_Work to complete_
Make an exact copy of the listing below.

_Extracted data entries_
┌──
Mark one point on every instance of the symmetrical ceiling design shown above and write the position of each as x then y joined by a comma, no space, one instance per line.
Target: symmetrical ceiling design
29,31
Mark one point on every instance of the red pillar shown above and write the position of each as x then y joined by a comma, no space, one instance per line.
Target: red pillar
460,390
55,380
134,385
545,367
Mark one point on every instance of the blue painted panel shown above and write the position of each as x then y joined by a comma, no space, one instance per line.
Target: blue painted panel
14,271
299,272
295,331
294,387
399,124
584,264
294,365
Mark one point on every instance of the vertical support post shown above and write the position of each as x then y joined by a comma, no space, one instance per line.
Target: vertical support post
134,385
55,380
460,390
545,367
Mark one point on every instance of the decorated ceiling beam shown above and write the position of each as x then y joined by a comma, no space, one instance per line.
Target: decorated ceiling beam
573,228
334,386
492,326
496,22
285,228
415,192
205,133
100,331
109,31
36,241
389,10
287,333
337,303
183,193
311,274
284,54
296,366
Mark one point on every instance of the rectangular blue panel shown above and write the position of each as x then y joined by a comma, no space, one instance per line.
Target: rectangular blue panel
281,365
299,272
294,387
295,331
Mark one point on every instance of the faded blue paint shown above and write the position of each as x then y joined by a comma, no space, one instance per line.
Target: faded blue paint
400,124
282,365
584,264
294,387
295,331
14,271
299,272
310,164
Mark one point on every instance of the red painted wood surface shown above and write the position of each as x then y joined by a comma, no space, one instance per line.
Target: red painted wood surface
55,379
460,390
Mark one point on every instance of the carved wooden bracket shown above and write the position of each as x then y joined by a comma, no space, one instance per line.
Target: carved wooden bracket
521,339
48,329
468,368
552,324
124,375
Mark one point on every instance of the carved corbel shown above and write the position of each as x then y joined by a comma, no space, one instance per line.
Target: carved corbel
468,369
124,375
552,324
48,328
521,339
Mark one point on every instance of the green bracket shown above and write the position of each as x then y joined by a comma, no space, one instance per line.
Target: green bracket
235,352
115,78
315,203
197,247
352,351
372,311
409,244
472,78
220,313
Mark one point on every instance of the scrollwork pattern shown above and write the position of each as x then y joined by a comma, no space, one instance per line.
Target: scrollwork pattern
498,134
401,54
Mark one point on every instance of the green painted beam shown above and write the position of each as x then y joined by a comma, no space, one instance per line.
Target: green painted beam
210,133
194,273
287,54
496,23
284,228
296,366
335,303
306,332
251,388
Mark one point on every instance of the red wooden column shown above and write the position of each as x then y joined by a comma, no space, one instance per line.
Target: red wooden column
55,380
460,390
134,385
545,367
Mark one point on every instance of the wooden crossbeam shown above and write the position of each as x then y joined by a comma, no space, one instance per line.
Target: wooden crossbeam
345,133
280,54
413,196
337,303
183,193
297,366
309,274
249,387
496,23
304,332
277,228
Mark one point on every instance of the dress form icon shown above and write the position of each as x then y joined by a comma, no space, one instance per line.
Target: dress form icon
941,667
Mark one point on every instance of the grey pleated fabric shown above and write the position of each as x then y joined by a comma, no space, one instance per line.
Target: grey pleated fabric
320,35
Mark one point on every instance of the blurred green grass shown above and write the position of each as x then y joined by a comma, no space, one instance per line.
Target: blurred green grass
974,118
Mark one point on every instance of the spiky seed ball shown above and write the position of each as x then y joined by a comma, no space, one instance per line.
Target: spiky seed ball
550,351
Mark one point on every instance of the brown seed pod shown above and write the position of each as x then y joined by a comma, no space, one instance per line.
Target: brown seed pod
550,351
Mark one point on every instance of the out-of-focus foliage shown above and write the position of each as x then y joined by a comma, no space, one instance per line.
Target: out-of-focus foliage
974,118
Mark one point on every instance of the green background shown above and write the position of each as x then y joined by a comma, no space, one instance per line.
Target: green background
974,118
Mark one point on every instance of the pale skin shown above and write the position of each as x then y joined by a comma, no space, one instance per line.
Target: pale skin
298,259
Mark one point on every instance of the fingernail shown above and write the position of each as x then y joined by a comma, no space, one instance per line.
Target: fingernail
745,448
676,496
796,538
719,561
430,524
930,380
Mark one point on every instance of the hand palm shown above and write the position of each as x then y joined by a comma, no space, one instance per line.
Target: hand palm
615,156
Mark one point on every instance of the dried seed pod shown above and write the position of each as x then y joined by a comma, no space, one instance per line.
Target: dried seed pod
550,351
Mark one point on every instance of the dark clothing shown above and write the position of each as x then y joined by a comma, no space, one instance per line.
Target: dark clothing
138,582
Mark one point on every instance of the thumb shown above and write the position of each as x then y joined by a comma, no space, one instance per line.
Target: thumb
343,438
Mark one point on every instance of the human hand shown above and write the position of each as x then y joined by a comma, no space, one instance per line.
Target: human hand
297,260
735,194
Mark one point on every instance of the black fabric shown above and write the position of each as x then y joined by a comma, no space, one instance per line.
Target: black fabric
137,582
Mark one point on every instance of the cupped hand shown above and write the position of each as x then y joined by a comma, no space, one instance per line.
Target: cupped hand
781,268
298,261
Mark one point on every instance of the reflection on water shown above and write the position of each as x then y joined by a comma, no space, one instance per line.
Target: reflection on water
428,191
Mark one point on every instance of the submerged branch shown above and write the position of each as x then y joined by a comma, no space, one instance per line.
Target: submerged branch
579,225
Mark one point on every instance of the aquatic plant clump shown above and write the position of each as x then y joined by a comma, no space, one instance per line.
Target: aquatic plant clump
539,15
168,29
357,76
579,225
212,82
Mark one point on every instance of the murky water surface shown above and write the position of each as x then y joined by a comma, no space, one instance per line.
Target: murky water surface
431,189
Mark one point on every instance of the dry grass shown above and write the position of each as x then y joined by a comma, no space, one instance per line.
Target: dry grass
└──
_Response_
Mark one point on every instance of the symmetrical ceiling design shown above and write the position of each as x then y joined by a comma, no space, one instance per line.
Target: symmetrical ceiling design
29,31
Mark one point on every instance of the red pillar shown above and write the position of each as x then y joined by a comma, no space, one instance per line.
Target: red pillar
460,390
55,380
134,385
545,367
Mark one point on every instance of the blue painted panel shown above and write the position of each as x then y joined by a comma, no space, one instance per line.
Target: blue painted panel
14,271
299,272
295,331
294,387
399,124
584,264
294,365
Mark one point on every instance of the vertical support post shown above and write the position of each as x then y joined by a comma, no space, one instance per line.
Target: vertical support post
134,385
55,380
460,390
545,367
Mark one point on every instance of the decorated ceiling beam shown above and write the position of each as x then y joined by a comma, no space, one instance per line.
Target: decorated ceiling beam
573,228
334,386
492,326
496,22
285,228
415,192
205,133
100,331
109,31
36,241
389,10
287,333
337,303
183,193
311,274
284,54
296,366
Mark one point on every instance of the rectangular blue panel shown above and write the position of each as x then y joined by a comma, no space, one instance per line.
Target: rectangular blue panel
281,365
299,272
294,387
295,331
Mark one point on every instance of the faded blue paint shown above and write the position of each as x then y joined by a comma, no space, one instance per line.
Target: faded blue paint
400,124
282,365
584,264
294,387
295,331
14,271
299,272
310,164
Mark one point on every instance of the red painted wood surface shown above and write the position of each as x then y joined by a comma, no space, one instance per line.
Target: red painted wood surface
55,379
460,390
Mark one point on every instance of the carved wooden bracket shown above and write the position of each as x then y joined by a comma, no space, one instance per line.
Target: carved wooden bracket
521,339
48,329
468,368
552,324
124,375
Mark one point on every instance of the carved corbel shown above and write the position of each as x then y joined by a comma, no space, one instance per line.
Target: carved corbel
468,369
124,375
552,324
48,328
521,339
Mark one point on every instance of the green bracket shown above and write the position of each as x then y joined by a comma, no space, one instance per line.
Target: green bracket
235,352
115,78
315,203
197,247
352,351
372,311
409,244
472,78
220,313
Mark one point on every instance of the scrollwork pattern shown above and write the position of each as x then y joined by a comma, no space, one instance per line.
Target: scrollwork pattern
498,134
401,54
Mark one point on every instance of the green painted beam shown above and write the position of each as x then y joined by a comma, no space, one instance per line.
Target: green painted beam
210,133
194,273
287,54
496,23
284,228
296,366
335,303
306,332
251,388
Mark one point on every instance of the red wooden column shown above and write the position of each as x then y joined by a comma, no space, one instance per line.
Target: red wooden column
55,380
460,390
134,385
545,367
Mark one point on every instance of the wooden crossbeam shown above and write the position of each as x then y joined by a comma, no space, one instance per line.
Target: wooden crossbeam
345,133
280,54
413,196
337,303
183,193
297,366
309,274
249,387
496,23
304,332
277,228
Mark one point on every instance of the dress form icon shown above and write the position of each as x then y joined by a comma, no space, one instance per line.
Target: dress form icon
941,667
Mark one point on every instance of the grey pleated fabric shown above and write the position of each as x then y joined by a comma, no space, one instance per line.
Target: grey pleated fabric
320,35
Mark one point on every instance of the blurred green grass shown above and write the position of each as x then y joined by a comma, no space, one instance per line.
Target: blurred green grass
974,118
Mark one point on every instance of the spiky seed ball shown above and write the position of each as x then y joined by a comma, no space, one instance per line.
Target: spiky seed ball
550,351
Mark one point on every instance of the brown seed pod shown above and write the position of each as x then y joined by a comma, no space, one instance per line.
Target: brown seed pod
550,351
Mark one point on every instance of the out-of-focus foliage shown above and write the position of each as x then y joined by a comma, no space, one instance per line.
Target: out-of-focus foliage
974,118
Mark one point on every instance of the green background shown above and write the position of each as x then y joined by a comma, no space, one instance per line.
Target: green background
974,118
Mark one point on every instance of the pale skin shown above and write the position of each as x then y joined by a comma, no space, one instance per line.
Target: pale skin
298,259
Mark one point on every instance of the fingernail shown above and write the position of each as x then y joined by a comma, no space, one instance per line.
Target: fingernail
745,448
676,496
796,538
719,561
430,524
930,380
Mark one point on every instance of the hand palm shown above and write the position of each as x then y joined by a comma, no space, one instance per line.
Target: hand palm
615,156
Mark one point on every instance of the dried seed pod shown above and write the position of each as x then y joined by a comma, no space, one instance per line.
Target: dried seed pod
550,351
Mark one point on every instance of the dark clothing shown above and write the position of each as x then y joined by a comma, no space, one instance per line.
Target: dark clothing
138,582
Mark one point on every instance of the thumb shown above and write the position of each as x then y joined by a comma, no space, one instance per line.
Target: thumb
343,438
Mark one point on every instance of the human hand shown above and write the position of each as x then y joined by a comma, no space, one instance per line.
Target: human hand
297,260
735,194
Mark one point on every instance of the black fabric shown above and write the position of each as x then y joined by a comma, no space, one instance per line.
Target: black fabric
137,582
Mark one point on every instance of the cupped hand shown above and write the position of each as x then y joined by a comma, no space, one instance per line.
Target: cupped hand
781,268
298,261
Mark one point on every instance of the reflection on water shown above and write the position of each as x then y joined by a comma, no space, one instance per line.
Target: reflection on water
428,191
Mark one point on every instance of the submerged branch shown above and write the position of each as x then y joined by a comma, no space, one instance per line.
Target: submerged branch
579,225
Mark one point on every instance of the aquatic plant clump shown above and write the position of each as x then y joined by a comma, no space, one instance per line.
Target: aquatic plant clump
539,15
168,29
357,76
579,225
212,82
Mark one point on every instance of the murky water surface shown above and write the position of each as x then y joined by a comma, no space, one instance per line.
Target: murky water surface
431,189
Mark one point on every instance of the dry grass shown above and write the position of each as x then y joined by a comma, no space, one instance per line.
Target: dry grass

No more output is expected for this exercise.